__Task to complete__. Nothing except the pictures should be left out when you reproduce the listing exactly.

--

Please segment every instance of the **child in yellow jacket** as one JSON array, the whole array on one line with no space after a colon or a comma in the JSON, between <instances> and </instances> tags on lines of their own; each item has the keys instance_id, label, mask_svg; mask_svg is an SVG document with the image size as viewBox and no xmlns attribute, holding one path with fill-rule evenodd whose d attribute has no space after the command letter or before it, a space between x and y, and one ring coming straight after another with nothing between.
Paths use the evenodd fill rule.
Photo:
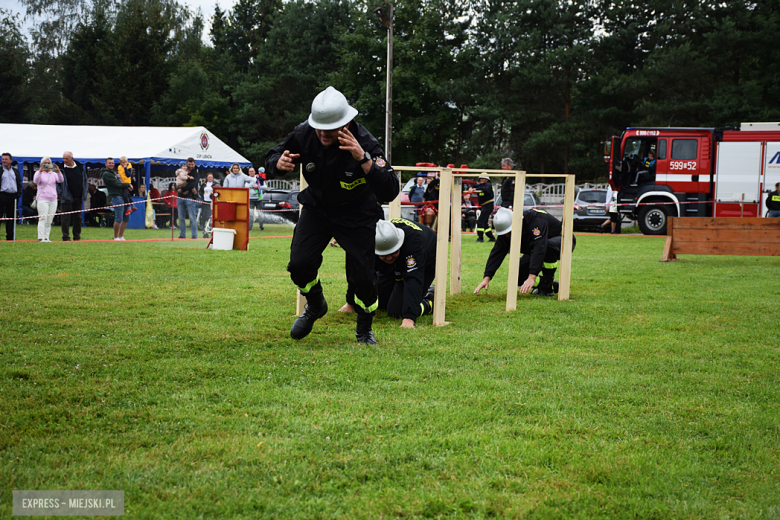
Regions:
<instances>
[{"instance_id":1,"label":"child in yellow jacket","mask_svg":"<svg viewBox=\"0 0 780 520\"><path fill-rule=\"evenodd\" d=\"M133 165L128 162L127 157L124 155L119 158L117 172L121 182L130 184L131 186L133 185ZM124 199L125 204L129 204L125 209L125 215L129 215L138 209L133 205L133 199L130 197L129 189L125 188L122 190L122 198Z\"/></svg>"}]
</instances>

--

__Solution__.
Please segment every instance of the **child in yellow jacket** as one JSON array, the whole array on one line with no space after a colon or a comma in the JSON, between <instances> and </instances> tags on lines of their own; each item has the keys instance_id, label, mask_svg; mask_svg is an SVG document with the image size as viewBox and no xmlns attribute, holding one path with fill-rule evenodd whose d attribute has no space after the command letter or before it, a space between x and y, and one ring coming straight after another with nothing between.
Paths use the evenodd fill rule.
Photo:
Regions:
<instances>
[{"instance_id":1,"label":"child in yellow jacket","mask_svg":"<svg viewBox=\"0 0 780 520\"><path fill-rule=\"evenodd\" d=\"M133 165L128 162L127 157L124 155L119 158L117 172L121 182L130 184L131 186L133 185ZM124 199L125 204L129 204L125 209L125 215L129 215L138 209L133 205L133 199L130 197L129 189L125 188L122 190L122 198Z\"/></svg>"}]
</instances>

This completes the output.